> _Activity_
Look through the entries for the string "below", and copy each line that holds it.

> _Source records_
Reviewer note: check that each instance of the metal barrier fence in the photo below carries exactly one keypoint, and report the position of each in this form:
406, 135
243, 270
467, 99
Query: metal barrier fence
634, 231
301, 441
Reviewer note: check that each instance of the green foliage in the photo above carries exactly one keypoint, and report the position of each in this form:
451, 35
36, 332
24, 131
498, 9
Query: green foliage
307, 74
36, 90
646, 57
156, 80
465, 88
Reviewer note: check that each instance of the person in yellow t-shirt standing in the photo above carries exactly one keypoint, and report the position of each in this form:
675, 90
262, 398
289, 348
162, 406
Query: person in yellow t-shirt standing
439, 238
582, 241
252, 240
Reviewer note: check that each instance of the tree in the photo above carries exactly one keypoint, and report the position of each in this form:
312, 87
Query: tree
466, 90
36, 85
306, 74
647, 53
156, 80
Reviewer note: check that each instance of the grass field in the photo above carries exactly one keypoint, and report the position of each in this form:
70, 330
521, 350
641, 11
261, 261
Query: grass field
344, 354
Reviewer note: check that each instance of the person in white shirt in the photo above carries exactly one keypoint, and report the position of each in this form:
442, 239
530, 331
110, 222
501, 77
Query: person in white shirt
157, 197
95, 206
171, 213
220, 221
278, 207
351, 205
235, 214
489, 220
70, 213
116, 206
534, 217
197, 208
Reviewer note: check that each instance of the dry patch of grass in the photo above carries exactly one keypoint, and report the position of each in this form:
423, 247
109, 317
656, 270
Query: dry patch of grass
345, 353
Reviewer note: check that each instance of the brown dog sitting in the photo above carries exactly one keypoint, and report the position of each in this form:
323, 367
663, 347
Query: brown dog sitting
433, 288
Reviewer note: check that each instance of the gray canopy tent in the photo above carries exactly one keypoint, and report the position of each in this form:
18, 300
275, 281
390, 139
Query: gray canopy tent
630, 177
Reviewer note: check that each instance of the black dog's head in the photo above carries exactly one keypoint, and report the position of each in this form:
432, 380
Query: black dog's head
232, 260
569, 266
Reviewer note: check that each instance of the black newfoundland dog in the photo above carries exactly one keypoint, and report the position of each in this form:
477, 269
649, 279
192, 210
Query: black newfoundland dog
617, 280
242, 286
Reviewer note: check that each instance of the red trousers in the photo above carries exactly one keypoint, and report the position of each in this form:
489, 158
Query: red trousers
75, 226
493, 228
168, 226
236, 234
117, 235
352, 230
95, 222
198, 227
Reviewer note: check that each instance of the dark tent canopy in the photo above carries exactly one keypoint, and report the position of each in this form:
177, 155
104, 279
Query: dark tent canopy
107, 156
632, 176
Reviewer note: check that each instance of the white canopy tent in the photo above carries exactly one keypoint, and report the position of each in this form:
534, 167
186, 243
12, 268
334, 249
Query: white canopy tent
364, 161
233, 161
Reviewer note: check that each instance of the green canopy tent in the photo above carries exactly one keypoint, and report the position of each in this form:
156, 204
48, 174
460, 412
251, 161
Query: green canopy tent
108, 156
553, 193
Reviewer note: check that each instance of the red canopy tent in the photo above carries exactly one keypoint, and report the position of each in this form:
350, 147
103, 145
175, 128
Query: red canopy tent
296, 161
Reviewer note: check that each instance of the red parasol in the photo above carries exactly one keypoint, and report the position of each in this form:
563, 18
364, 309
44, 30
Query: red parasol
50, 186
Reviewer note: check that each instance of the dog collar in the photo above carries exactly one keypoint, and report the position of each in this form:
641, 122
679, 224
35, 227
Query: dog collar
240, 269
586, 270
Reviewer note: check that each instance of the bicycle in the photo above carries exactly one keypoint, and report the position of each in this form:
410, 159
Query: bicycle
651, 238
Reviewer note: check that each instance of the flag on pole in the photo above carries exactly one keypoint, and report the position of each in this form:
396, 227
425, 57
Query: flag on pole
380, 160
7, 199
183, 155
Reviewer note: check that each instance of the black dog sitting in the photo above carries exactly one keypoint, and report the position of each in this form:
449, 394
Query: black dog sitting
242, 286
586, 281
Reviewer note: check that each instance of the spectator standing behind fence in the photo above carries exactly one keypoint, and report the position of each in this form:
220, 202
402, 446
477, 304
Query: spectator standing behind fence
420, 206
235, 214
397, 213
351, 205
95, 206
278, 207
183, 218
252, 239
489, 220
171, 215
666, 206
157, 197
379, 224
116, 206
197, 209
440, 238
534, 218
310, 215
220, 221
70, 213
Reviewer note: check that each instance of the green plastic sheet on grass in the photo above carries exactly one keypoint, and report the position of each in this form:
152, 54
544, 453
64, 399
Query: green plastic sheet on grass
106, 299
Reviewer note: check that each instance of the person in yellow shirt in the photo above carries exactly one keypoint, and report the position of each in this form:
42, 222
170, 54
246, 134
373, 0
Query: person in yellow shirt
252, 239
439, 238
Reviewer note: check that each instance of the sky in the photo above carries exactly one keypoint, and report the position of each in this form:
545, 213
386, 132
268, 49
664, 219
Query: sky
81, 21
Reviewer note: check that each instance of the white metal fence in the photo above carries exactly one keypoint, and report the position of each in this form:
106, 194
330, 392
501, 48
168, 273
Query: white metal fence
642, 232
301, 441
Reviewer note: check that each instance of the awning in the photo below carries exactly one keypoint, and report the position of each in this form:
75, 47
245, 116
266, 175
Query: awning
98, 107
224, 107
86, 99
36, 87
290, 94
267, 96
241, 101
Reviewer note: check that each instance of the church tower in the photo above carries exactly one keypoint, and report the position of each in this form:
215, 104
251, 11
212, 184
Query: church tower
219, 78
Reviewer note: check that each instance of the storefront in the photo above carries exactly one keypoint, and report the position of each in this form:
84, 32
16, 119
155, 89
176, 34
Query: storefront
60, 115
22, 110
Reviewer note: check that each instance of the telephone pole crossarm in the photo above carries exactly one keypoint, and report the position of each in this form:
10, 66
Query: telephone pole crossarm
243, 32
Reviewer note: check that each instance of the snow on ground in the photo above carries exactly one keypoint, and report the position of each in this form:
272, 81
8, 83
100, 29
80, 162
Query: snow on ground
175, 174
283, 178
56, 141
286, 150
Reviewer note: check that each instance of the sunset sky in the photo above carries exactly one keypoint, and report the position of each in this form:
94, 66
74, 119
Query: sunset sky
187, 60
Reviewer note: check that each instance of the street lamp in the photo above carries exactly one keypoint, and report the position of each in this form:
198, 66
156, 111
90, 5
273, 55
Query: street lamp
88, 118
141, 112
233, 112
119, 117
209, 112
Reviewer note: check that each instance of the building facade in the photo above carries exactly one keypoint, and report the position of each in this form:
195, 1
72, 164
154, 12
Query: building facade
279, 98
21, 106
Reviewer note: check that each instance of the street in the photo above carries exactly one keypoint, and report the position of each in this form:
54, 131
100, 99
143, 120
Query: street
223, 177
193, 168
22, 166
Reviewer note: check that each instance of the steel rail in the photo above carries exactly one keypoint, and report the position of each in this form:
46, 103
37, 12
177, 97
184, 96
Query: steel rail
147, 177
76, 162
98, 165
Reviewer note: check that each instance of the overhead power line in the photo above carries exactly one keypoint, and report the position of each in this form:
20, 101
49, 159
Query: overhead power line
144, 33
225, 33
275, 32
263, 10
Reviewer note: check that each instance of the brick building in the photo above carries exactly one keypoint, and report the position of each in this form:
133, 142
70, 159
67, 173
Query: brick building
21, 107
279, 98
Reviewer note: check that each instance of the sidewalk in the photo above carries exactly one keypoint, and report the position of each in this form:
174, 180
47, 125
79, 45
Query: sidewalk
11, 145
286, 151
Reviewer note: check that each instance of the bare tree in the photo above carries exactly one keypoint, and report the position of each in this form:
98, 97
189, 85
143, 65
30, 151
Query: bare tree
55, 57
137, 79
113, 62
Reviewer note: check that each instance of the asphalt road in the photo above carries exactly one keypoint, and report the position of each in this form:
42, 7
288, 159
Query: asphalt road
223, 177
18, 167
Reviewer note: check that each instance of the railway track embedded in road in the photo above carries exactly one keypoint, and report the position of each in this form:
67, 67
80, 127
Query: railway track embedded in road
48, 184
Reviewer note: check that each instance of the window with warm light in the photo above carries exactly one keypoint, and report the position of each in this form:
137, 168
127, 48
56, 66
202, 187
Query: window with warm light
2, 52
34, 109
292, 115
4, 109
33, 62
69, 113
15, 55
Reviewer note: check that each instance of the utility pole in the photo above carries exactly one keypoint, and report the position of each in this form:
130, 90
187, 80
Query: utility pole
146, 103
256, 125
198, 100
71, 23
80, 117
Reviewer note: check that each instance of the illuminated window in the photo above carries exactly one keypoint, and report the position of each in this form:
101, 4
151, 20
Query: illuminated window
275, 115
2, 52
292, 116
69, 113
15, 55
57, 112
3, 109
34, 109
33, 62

> _Exercise output_
Reviewer note: check that each instance of the metal barrier fence in the photo below carries exactly one keypoint, and report the position of each in this form:
Reviewer note: check that each instance of the awning in the photo below carries exactly one keypoint, and report the position of each in this form:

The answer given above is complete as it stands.